== INPUT RECORDS

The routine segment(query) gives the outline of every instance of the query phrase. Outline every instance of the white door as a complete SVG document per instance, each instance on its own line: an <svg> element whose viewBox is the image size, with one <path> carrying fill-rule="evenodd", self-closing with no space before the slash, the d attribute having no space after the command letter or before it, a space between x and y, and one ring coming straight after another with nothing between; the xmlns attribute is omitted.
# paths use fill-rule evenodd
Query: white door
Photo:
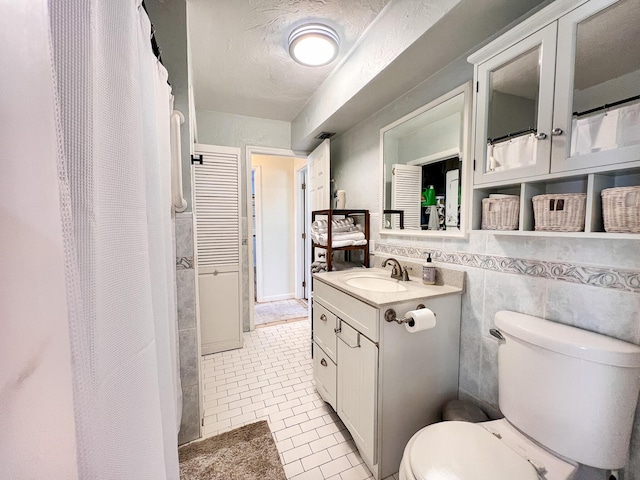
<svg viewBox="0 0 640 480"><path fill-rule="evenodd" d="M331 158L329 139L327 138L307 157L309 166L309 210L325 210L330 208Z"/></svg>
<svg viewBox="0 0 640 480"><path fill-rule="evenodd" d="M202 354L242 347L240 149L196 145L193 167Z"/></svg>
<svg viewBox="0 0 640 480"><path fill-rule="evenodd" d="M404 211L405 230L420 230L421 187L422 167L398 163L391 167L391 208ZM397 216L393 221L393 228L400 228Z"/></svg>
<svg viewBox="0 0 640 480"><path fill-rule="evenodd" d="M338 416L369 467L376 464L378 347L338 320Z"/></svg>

====

TASK STATEMENT: Could you update the material above by replacing "white door" with "glass door" wherever it occurs, keeping everything else unchanged? Leave the picture out.

OUTPUT OF THE TASK:
The routine segment(query) gives the outline of every instance of the query phrase. Outline every instance of the glass door as a complete SVG document per instance, each instance on its own line: an <svg> element whose viewBox is the image size, with one <path> carrying fill-rule="evenodd", self-closing with no space before the slash, the d attribute having no space after the command letter or before it, a space between x and y, and one ring coming straight after another with nothing between; the xmlns attribute is omitted.
# paths use fill-rule evenodd
Query: glass door
Photo:
<svg viewBox="0 0 640 480"><path fill-rule="evenodd" d="M331 158L329 139L327 138L307 157L309 166L309 210L325 210L330 208Z"/></svg>
<svg viewBox="0 0 640 480"><path fill-rule="evenodd" d="M202 354L242 347L240 149L196 145L193 167Z"/></svg>
<svg viewBox="0 0 640 480"><path fill-rule="evenodd" d="M404 211L405 230L420 230L421 187L422 167L398 163L391 167L391 208ZM397 216L393 221L393 228L400 228Z"/></svg>
<svg viewBox="0 0 640 480"><path fill-rule="evenodd" d="M338 416L369 467L376 464L378 347L338 320Z"/></svg>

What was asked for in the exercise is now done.